──────── RAW RECORDS ────────

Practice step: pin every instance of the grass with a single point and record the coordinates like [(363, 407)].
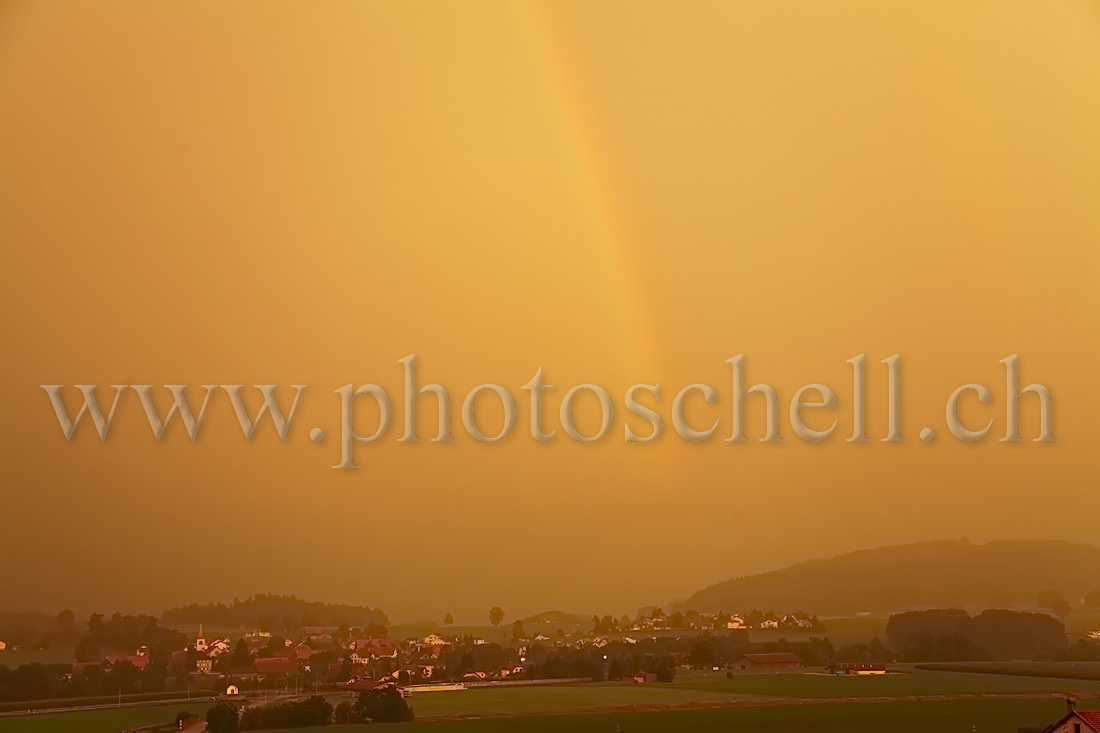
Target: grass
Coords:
[(900, 685), (98, 721), (895, 718), (714, 687), (1089, 670), (559, 699)]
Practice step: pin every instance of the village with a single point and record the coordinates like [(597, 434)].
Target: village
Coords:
[(360, 659)]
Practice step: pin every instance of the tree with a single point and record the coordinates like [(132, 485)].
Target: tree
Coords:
[(1053, 601), (66, 621), (223, 719), (384, 706), (241, 655), (87, 649)]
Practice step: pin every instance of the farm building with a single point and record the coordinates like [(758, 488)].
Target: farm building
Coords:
[(1076, 721), (773, 662), (860, 669)]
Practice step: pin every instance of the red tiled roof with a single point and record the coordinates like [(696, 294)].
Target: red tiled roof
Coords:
[(1090, 718)]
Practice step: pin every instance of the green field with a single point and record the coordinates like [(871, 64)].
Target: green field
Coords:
[(1088, 670), (605, 703), (917, 682), (711, 688), (884, 718), (98, 721)]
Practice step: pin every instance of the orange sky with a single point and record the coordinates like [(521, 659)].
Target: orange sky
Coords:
[(618, 193)]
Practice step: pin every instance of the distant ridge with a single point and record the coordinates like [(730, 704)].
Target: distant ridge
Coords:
[(947, 573)]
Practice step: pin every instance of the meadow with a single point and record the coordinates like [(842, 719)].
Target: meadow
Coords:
[(98, 721), (1000, 717), (791, 701)]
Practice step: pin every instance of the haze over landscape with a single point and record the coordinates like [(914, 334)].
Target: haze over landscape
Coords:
[(496, 190)]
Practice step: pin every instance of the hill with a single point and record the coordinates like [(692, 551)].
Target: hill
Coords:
[(948, 573), (275, 613)]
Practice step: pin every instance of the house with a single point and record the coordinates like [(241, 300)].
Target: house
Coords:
[(640, 678), (860, 669), (771, 662), (367, 685), (384, 653), (510, 669), (275, 666), (1076, 721), (138, 660), (81, 668)]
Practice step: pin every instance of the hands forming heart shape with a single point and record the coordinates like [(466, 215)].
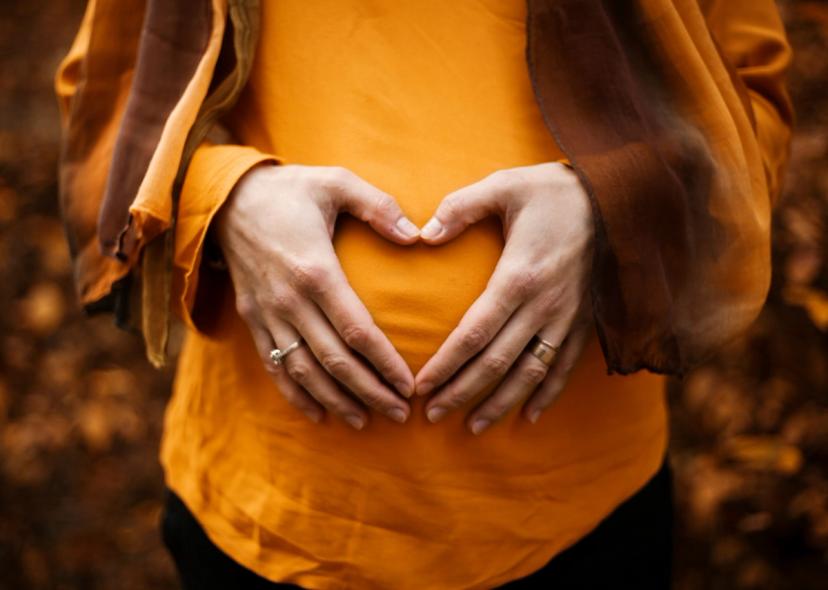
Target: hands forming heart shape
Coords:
[(289, 284)]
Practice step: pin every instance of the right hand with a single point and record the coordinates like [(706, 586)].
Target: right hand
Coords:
[(275, 232)]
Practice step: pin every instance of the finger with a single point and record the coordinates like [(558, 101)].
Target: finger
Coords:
[(301, 366), (377, 208), (476, 329), (526, 375), (352, 320), (555, 382), (294, 394), (341, 364), (489, 367), (461, 208)]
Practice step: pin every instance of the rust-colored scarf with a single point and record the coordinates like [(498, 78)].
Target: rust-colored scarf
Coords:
[(636, 93)]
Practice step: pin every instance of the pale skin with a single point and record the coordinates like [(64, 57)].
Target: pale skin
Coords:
[(289, 283)]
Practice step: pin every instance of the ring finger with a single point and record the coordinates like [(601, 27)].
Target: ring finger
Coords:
[(526, 375), (304, 370), (294, 394)]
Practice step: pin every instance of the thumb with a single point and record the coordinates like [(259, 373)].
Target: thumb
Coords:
[(458, 210), (377, 208)]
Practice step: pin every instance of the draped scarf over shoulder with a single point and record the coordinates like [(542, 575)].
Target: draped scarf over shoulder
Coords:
[(636, 92)]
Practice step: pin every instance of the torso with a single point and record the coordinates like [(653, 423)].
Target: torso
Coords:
[(419, 98)]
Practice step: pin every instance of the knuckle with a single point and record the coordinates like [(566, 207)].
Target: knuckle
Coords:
[(356, 336), (309, 277), (283, 302), (497, 409), (523, 284), (474, 339), (335, 364), (533, 375), (299, 372), (245, 307), (495, 365), (271, 368), (551, 299)]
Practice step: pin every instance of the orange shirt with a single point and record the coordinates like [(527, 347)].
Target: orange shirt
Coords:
[(419, 99)]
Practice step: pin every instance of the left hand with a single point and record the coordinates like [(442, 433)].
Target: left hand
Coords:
[(538, 288)]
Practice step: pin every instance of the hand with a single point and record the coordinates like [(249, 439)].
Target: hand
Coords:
[(538, 287), (275, 233)]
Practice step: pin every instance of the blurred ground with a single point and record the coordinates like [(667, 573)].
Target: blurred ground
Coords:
[(80, 410)]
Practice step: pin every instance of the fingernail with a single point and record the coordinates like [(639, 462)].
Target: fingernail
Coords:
[(406, 389), (432, 229), (355, 421), (434, 414), (424, 388), (407, 227), (480, 425), (398, 415)]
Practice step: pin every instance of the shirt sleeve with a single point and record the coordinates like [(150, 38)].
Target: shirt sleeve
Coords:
[(211, 176), (751, 37)]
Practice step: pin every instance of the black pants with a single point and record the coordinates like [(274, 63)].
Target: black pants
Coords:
[(631, 548)]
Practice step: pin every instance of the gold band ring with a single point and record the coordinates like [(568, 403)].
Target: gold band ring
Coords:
[(544, 350)]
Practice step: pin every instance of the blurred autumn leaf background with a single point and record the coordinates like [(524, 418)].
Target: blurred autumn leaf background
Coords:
[(81, 410)]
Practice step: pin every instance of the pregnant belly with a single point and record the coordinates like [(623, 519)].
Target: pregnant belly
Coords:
[(417, 294)]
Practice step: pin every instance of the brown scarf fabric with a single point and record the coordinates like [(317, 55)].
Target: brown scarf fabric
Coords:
[(637, 96)]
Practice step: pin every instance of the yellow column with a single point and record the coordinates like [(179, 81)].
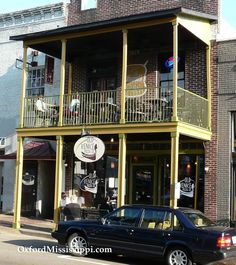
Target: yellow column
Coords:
[(62, 81), (174, 167), (208, 66), (58, 178), (121, 170), (23, 86), (124, 75), (175, 70), (70, 79), (196, 183), (18, 183)]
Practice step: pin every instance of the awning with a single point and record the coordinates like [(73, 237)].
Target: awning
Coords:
[(35, 151)]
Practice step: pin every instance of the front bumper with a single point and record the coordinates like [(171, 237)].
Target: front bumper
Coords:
[(60, 237)]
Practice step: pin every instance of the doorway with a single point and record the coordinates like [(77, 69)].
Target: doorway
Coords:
[(29, 189), (144, 183)]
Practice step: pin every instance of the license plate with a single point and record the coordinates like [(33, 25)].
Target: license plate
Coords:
[(234, 240)]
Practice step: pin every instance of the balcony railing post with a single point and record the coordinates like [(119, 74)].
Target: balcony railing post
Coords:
[(62, 81), (208, 66), (18, 183), (175, 70), (23, 87), (174, 167), (124, 74)]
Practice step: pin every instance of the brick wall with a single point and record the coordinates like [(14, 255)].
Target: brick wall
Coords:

────────

Rewrite the records from the line with "Practice step: pin every instance of the finger with" up to and including the line with "367), (461, 208)]", requests included. Multiply every coordinate in the answers by 0.6 and round each to a whole number, with halves rounded up.

Practice step: pin every instance of the finger with a single point and record the coordinates like [(558, 101)].
Target: finger
Coords:
[(181, 220), (226, 125), (286, 197), (316, 225), (211, 192), (333, 229), (176, 236), (205, 218), (293, 220), (277, 125)]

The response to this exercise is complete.